>>>>

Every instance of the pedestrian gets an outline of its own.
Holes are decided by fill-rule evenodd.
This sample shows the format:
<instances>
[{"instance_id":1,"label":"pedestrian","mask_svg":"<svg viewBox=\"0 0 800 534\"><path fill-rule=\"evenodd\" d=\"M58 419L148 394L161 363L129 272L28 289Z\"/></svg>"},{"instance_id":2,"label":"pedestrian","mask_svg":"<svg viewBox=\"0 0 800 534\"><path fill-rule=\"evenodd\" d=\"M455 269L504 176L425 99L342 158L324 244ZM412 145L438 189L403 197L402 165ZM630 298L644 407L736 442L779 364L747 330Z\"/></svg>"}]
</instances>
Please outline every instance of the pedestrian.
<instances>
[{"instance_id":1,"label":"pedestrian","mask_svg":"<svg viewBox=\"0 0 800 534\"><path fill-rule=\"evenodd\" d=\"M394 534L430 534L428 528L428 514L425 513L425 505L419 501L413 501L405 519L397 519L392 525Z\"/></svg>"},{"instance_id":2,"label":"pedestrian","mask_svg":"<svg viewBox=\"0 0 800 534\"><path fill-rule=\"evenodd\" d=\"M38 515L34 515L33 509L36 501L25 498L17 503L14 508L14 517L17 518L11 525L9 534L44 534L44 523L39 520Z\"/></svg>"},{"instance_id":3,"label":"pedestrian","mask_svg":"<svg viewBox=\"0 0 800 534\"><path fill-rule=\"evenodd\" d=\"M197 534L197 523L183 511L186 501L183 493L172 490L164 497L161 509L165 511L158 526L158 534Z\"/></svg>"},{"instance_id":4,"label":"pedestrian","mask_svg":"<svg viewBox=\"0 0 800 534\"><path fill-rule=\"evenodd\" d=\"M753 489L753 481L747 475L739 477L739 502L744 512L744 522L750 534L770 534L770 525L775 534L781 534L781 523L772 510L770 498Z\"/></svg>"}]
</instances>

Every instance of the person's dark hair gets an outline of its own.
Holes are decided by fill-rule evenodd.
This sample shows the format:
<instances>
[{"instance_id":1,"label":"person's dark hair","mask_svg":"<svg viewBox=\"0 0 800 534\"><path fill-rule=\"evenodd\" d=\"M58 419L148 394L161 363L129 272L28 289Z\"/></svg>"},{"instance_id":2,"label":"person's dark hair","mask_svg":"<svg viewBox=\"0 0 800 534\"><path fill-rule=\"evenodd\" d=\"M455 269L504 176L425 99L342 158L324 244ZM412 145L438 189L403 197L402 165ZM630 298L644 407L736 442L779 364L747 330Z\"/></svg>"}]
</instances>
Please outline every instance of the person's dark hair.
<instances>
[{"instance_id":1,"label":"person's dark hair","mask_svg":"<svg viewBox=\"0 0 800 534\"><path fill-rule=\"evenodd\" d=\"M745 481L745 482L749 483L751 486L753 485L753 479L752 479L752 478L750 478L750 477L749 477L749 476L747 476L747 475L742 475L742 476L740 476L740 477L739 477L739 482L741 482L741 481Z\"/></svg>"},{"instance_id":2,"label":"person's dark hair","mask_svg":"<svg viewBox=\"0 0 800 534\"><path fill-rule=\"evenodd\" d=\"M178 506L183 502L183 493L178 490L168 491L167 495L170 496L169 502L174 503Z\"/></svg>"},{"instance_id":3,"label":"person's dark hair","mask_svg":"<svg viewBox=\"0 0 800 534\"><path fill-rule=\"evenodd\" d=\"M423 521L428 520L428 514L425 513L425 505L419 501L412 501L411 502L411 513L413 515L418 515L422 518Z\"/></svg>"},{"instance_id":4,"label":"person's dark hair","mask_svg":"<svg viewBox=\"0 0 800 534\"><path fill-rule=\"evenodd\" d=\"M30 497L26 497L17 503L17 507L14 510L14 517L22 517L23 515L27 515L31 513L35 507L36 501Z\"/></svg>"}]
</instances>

<<<<

Copy each line of the data above without altering a single character.

*Written answer*.
Every instance of the pedestrian gets an outline of its own.
Holes are decided by fill-rule evenodd.
This sample shows the format:
<instances>
[{"instance_id":1,"label":"pedestrian","mask_svg":"<svg viewBox=\"0 0 800 534\"><path fill-rule=\"evenodd\" d=\"M58 419L148 394L161 363L129 272L28 289Z\"/></svg>"},{"instance_id":2,"label":"pedestrian","mask_svg":"<svg viewBox=\"0 0 800 534\"><path fill-rule=\"evenodd\" d=\"M455 269L504 176L425 99L342 158L324 244ZM412 145L438 189L403 197L402 165ZM630 298L644 407L736 442L779 364L747 330Z\"/></svg>"}]
</instances>
Please outline every instance of the pedestrian.
<instances>
[{"instance_id":1,"label":"pedestrian","mask_svg":"<svg viewBox=\"0 0 800 534\"><path fill-rule=\"evenodd\" d=\"M394 534L430 534L428 528L428 514L425 513L425 505L419 501L413 501L405 519L397 519L392 525Z\"/></svg>"},{"instance_id":2,"label":"pedestrian","mask_svg":"<svg viewBox=\"0 0 800 534\"><path fill-rule=\"evenodd\" d=\"M38 515L34 515L33 509L36 501L25 498L17 503L14 508L14 517L17 518L11 525L9 534L44 534L44 523L39 520Z\"/></svg>"},{"instance_id":3,"label":"pedestrian","mask_svg":"<svg viewBox=\"0 0 800 534\"><path fill-rule=\"evenodd\" d=\"M197 534L197 523L183 511L186 501L183 493L172 490L164 497L161 509L165 511L158 526L158 534Z\"/></svg>"},{"instance_id":4,"label":"pedestrian","mask_svg":"<svg viewBox=\"0 0 800 534\"><path fill-rule=\"evenodd\" d=\"M753 489L753 481L747 475L739 477L739 502L744 512L744 522L750 534L770 534L770 525L775 534L781 534L781 523L772 510L770 498Z\"/></svg>"}]
</instances>

Every instance of the person's dark hair gets an outline of its own.
Holes are decided by fill-rule evenodd.
This sample shows the format:
<instances>
[{"instance_id":1,"label":"person's dark hair","mask_svg":"<svg viewBox=\"0 0 800 534\"><path fill-rule=\"evenodd\" d=\"M58 419L148 394L161 363L129 272L28 289Z\"/></svg>"},{"instance_id":2,"label":"person's dark hair","mask_svg":"<svg viewBox=\"0 0 800 534\"><path fill-rule=\"evenodd\" d=\"M455 269L504 176L425 99L342 158L324 244ZM412 145L438 189L403 197L402 165ZM630 298L644 407L736 442L779 364L747 330Z\"/></svg>"}]
</instances>
Please outline every instance of the person's dark hair.
<instances>
[{"instance_id":1,"label":"person's dark hair","mask_svg":"<svg viewBox=\"0 0 800 534\"><path fill-rule=\"evenodd\" d=\"M745 481L745 482L749 483L751 486L753 485L753 479L752 479L752 478L750 478L750 477L749 477L749 476L747 476L747 475L742 475L742 476L740 476L740 477L739 477L739 482L741 482L741 481Z\"/></svg>"},{"instance_id":2,"label":"person's dark hair","mask_svg":"<svg viewBox=\"0 0 800 534\"><path fill-rule=\"evenodd\" d=\"M178 506L183 502L183 493L178 490L168 491L167 495L170 496L169 502L174 503Z\"/></svg>"},{"instance_id":3,"label":"person's dark hair","mask_svg":"<svg viewBox=\"0 0 800 534\"><path fill-rule=\"evenodd\" d=\"M423 521L428 520L428 514L425 513L425 505L419 501L412 501L411 502L411 513L413 515L418 515L422 518Z\"/></svg>"},{"instance_id":4,"label":"person's dark hair","mask_svg":"<svg viewBox=\"0 0 800 534\"><path fill-rule=\"evenodd\" d=\"M30 497L26 497L17 503L17 507L14 510L14 517L22 517L23 515L27 515L31 513L35 507L36 501Z\"/></svg>"}]
</instances>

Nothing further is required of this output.